Teenagers from across Minnesota converge on Voyageurs for week on the water

Teen Ambassadors explore Voyageurs National Park. (Photo by Carly Rundle-Borchert, Wilderness Inquiry)

The award-winning program that brings Minnesota teenagers to Voyageurs National Park completed its seventh summer program last week. Twenty high school students from all over the state spent the week exploring the park on its northern border.

The goal of the Voyageurs National Park Teen Ambassador program is to introduce more young people to the park, especially those who might not otherwise have the ability to visit. All participants receive a full scholarship, which helps remove financial barriers, thanks to funding from Nature Valley, the National Park Foundation, and Voyageurs National Park Association (VNPA). The program is a collaboration between VNPA, the National Park Service, and Wilderness Inquiry.

Participants go home empowered to share the experience with their classmates and other community members, and motivated to help protect public lands.

“If you can remember your first night camping under the stars or your first time swimming in one of Voyageurs National Park’s lakes, you know how important it is to give a new generation of kids access to these experiences,” said Christina Hausman Rhode, VNPA’s executive director.

(Photo by Carly Rundle-Borchert, Wilderness Inquiry)

This year’s participants came from 15 high schools, ranging from the Twin Cities to Grand Marais. They spent five days paddling and camping in the park, with numerous chances to interact with staff and others.

Dataset entries:
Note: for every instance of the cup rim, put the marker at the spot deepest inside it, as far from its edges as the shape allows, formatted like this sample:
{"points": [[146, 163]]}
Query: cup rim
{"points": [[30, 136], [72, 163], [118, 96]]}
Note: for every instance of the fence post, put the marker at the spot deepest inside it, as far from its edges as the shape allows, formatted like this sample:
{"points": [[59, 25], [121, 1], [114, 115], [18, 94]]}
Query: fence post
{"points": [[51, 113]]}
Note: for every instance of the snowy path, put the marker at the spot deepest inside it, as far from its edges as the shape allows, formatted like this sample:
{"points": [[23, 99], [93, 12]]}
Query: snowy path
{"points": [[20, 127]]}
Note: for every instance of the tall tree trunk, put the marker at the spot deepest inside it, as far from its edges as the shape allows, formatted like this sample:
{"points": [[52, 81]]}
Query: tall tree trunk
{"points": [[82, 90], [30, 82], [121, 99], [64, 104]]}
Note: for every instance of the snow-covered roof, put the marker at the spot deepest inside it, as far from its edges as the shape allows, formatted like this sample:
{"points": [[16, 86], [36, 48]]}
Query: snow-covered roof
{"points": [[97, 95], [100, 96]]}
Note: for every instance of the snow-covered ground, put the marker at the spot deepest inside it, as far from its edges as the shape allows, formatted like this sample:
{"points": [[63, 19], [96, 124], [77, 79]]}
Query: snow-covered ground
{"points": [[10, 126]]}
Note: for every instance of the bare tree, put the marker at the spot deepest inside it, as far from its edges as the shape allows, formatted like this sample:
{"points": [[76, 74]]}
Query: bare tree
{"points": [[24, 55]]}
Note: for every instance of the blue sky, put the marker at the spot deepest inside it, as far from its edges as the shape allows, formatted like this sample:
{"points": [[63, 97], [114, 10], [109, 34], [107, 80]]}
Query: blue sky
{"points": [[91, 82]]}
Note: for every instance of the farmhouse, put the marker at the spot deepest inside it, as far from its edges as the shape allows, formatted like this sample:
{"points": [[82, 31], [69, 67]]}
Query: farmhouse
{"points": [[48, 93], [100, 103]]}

What the exercise asks:
Write out the passage of the Voyageurs teen article word for word, starting at the words "Participants go home" and ending after "staff and others.".

Response to the task:
Participants go home empowered to share the experience with their classmates and other community members, and motivated to help protect public lands.

“If you can remember your first night camping under the stars or your first time swimming in one of Voyageurs National Park’s lakes, you know how important it is to give a new generation of kids access to these experiences,” said Christina Hausman Rhode, VNPA’s executive director.

(Photo by Carly Rundle-Borchert, Wilderness Inquiry)

This year’s participants came from 15 high schools, ranging from the Twin Cities to Grand Marais. They spent five days paddling and camping in the park, with numerous chances to interact with staff and others.